◆ **What you should do**: Update the rows in the part that opens with the line containing "of the balcony." and closes with the line containing "[[302, 43], [281, 44], [285, 43]]" by changing every "JSON array" to "JSON list" and leaving everything else as it is. Give back only those lines, without the pictures.

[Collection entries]
— Start —
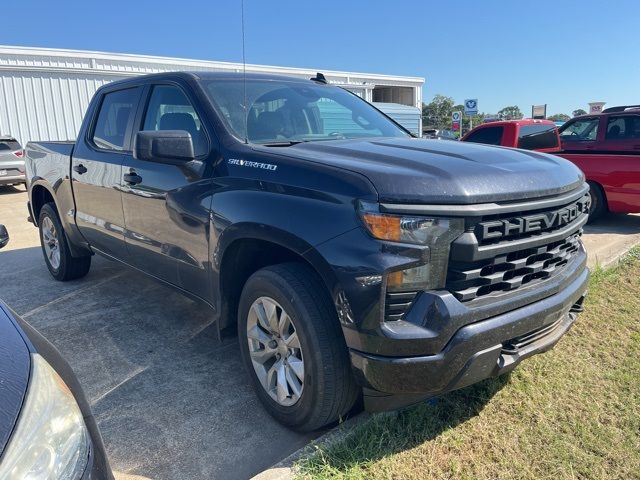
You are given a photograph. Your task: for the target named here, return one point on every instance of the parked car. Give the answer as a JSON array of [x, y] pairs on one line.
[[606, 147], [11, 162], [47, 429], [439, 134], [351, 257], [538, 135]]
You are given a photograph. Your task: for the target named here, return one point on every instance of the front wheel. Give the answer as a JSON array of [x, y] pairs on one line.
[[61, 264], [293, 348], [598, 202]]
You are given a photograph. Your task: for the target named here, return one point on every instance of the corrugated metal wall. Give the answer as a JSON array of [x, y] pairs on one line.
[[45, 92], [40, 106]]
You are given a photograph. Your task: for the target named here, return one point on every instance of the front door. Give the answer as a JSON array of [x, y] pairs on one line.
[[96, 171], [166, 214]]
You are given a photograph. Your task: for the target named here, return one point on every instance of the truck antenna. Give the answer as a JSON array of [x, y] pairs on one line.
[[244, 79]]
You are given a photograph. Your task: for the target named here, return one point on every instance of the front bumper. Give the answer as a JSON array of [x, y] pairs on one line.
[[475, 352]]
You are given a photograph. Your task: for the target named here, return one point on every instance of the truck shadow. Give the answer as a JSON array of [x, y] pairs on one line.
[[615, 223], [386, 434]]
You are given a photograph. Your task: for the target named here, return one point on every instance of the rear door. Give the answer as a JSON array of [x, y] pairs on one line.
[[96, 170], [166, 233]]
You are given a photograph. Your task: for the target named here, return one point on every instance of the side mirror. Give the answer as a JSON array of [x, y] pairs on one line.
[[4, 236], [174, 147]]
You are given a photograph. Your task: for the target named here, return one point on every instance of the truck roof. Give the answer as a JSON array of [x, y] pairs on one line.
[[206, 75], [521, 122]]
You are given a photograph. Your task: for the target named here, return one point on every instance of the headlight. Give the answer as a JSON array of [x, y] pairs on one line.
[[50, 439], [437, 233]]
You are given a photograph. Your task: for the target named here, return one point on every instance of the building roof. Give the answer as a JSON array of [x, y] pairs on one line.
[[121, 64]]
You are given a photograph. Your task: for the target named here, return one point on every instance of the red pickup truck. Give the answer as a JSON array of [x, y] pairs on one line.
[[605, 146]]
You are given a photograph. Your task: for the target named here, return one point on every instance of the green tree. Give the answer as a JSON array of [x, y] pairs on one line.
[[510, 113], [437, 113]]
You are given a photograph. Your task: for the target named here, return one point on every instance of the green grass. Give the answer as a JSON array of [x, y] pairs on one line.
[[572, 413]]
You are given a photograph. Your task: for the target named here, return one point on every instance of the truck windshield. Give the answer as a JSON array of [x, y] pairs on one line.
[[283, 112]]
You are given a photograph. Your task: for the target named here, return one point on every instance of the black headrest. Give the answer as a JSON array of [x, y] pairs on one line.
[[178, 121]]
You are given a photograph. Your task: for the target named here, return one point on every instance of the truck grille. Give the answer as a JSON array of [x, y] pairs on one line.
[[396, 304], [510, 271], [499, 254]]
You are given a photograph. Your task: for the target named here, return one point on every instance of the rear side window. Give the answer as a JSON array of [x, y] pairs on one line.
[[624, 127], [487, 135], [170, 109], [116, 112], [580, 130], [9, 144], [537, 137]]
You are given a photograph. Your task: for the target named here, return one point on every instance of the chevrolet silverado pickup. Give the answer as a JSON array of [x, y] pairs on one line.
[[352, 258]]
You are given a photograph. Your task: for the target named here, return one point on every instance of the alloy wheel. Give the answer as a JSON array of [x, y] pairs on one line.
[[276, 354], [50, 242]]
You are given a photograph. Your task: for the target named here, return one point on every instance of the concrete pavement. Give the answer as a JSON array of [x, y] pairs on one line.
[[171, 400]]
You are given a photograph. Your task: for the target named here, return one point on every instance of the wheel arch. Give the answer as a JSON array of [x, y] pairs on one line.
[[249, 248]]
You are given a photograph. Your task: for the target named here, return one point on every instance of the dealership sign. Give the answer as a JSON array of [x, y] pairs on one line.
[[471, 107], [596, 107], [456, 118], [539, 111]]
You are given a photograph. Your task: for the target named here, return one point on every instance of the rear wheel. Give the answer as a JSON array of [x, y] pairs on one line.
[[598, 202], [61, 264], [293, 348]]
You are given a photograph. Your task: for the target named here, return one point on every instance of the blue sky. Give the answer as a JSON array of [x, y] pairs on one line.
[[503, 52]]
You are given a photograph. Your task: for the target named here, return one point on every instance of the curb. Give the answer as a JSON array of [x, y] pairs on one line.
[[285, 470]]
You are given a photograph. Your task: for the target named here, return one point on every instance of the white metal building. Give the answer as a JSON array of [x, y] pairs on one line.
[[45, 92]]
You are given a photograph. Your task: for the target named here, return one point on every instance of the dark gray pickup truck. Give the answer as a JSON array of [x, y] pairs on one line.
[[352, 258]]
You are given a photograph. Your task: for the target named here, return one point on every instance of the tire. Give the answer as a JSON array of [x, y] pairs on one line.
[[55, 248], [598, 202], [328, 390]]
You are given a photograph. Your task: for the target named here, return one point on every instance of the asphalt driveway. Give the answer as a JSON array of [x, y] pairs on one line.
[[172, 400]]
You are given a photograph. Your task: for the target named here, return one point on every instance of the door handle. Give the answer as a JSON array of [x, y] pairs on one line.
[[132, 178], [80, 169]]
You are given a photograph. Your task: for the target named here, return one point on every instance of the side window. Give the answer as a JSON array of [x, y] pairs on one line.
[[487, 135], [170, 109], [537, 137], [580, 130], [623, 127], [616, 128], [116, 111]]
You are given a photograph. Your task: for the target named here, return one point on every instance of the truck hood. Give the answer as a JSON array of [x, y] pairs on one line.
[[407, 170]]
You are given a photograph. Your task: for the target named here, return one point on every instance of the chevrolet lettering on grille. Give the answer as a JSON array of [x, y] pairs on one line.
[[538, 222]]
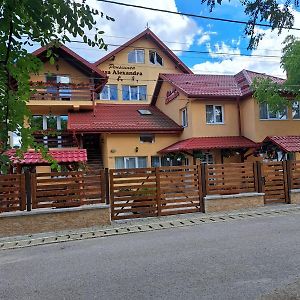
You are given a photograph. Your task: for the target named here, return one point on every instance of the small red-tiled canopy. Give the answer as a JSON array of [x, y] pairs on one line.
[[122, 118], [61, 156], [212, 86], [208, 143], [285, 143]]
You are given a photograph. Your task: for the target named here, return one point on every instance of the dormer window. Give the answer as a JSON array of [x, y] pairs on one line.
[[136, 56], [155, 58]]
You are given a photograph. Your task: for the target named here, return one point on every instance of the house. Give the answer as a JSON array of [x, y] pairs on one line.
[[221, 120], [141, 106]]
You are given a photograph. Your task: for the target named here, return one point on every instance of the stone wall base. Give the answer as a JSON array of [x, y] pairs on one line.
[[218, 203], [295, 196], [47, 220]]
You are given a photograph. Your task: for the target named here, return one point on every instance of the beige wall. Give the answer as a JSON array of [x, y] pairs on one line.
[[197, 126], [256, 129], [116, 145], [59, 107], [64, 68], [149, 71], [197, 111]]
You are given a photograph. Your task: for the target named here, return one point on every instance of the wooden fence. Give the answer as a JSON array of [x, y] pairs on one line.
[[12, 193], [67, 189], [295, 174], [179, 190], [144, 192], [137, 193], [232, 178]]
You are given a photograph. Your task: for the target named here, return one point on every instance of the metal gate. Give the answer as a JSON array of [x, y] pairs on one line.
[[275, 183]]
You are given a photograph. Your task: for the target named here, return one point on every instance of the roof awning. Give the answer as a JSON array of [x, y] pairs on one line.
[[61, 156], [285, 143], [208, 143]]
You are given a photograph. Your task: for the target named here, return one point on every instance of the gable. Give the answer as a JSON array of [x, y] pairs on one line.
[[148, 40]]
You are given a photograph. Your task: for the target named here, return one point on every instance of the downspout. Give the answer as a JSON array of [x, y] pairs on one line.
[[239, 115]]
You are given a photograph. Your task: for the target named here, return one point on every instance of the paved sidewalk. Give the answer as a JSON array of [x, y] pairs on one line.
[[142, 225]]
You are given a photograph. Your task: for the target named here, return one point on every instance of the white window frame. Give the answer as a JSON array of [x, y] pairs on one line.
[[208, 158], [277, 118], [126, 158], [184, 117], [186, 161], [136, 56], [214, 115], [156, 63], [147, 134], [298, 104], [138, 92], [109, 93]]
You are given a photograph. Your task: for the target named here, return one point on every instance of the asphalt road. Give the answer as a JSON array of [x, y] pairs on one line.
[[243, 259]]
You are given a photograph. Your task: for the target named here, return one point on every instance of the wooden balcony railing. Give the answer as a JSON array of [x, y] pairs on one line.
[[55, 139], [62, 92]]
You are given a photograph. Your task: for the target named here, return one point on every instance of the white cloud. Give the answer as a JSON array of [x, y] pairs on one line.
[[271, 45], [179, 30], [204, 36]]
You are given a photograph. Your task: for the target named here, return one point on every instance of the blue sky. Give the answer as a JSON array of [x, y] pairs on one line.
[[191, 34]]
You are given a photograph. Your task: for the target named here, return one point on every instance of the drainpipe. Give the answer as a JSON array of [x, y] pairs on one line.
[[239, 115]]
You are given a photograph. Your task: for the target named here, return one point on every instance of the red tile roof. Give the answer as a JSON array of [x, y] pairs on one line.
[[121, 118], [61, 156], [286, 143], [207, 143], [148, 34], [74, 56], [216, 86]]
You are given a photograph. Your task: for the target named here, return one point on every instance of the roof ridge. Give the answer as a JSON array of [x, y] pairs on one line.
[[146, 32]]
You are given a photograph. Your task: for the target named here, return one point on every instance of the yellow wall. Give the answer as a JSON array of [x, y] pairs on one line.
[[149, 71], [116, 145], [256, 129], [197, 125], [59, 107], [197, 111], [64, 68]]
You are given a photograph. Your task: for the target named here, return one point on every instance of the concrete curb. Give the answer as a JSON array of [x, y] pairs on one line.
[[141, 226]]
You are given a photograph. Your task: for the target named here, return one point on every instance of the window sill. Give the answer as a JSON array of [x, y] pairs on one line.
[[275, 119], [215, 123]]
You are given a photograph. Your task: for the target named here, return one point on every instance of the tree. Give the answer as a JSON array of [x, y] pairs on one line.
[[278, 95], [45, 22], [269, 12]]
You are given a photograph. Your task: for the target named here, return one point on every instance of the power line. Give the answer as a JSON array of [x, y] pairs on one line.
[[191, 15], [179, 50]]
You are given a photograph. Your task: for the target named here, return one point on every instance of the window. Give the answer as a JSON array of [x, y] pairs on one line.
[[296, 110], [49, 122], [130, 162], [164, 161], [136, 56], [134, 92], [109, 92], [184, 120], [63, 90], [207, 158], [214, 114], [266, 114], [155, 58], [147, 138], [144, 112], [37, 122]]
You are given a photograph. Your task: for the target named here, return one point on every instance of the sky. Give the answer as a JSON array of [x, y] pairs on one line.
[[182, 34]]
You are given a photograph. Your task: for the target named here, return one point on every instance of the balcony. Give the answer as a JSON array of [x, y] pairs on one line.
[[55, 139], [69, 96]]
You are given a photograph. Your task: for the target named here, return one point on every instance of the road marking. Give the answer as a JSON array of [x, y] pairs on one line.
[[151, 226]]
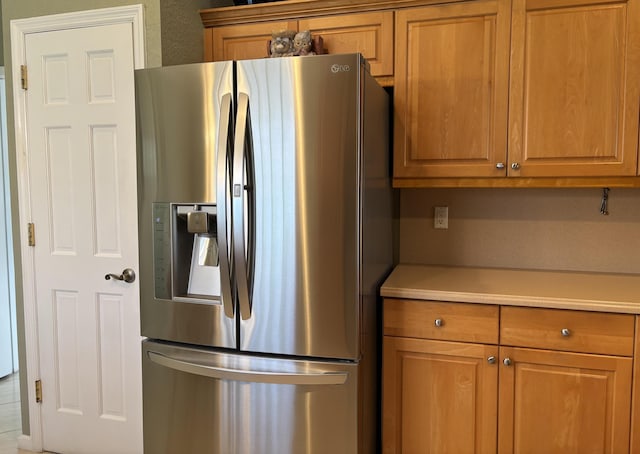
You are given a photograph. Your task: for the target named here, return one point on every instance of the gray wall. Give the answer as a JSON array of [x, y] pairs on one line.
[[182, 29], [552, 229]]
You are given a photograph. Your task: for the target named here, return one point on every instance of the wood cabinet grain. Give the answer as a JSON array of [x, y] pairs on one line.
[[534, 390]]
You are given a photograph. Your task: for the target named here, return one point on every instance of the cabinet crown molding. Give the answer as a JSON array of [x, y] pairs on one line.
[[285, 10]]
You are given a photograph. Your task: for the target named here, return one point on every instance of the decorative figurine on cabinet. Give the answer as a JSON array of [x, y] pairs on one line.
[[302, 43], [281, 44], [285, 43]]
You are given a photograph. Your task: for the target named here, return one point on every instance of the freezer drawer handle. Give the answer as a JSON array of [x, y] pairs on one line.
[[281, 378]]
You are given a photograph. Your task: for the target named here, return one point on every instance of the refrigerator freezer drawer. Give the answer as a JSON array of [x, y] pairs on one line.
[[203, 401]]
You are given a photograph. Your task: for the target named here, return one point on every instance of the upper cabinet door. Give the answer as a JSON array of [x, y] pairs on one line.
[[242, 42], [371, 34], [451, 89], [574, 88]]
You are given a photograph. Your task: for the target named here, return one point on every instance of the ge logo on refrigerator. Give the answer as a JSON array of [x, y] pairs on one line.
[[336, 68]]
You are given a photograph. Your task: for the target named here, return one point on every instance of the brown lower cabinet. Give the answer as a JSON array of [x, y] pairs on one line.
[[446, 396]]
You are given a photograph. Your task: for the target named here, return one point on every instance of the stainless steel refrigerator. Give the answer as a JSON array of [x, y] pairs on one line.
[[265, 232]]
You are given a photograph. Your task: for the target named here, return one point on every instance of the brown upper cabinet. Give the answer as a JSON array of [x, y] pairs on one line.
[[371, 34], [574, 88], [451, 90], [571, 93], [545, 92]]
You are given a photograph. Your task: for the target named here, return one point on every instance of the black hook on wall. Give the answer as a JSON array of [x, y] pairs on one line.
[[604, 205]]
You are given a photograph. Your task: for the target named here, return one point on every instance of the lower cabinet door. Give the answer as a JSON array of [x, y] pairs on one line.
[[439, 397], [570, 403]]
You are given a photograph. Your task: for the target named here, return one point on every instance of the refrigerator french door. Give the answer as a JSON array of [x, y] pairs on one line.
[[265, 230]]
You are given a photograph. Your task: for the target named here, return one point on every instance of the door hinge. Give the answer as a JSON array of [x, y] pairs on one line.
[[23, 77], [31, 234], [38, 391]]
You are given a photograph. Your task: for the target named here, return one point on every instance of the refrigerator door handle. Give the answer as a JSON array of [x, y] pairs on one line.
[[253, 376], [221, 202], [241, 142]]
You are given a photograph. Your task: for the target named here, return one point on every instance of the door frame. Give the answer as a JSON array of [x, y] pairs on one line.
— End —
◆ **Response**:
You are given a photograph. Your task: for the target named here, return one point on every instance of the balcony. Give the answer as a JSON list of [x, y] pairs on one line.
[[55, 139], [69, 96]]
You are given a photograph. Your task: for the target named here, return one point on every instance of the road marking. Give the answer as a JSON list of [x, y] pairs on one line.
[[151, 226]]
You are given a photograph. Your task: for the target named here, return one point on every instance of the gray wall. Give the answer as a JSON list of [x, y] pairs on one line.
[[182, 29], [552, 229]]
You are given a photograph. Your task: for the target named here, return one point on every instance of the wood cabinet grain. Give the answer as a JSON list of [x, y] pairs on one line.
[[534, 390]]
You are given a photograph. Your task: for the target named here, return one point on every instance of the cabinet crown molding. Give the answer as a JSON list of [x, y] pairs on one line.
[[285, 10]]
You are given a photograph. Your task: for the target named here, return one point on every instance of the decorative figurine on cabinet. Give the answer as a JSON list of [x, y] pairs on one line.
[[302, 43], [281, 44], [285, 43]]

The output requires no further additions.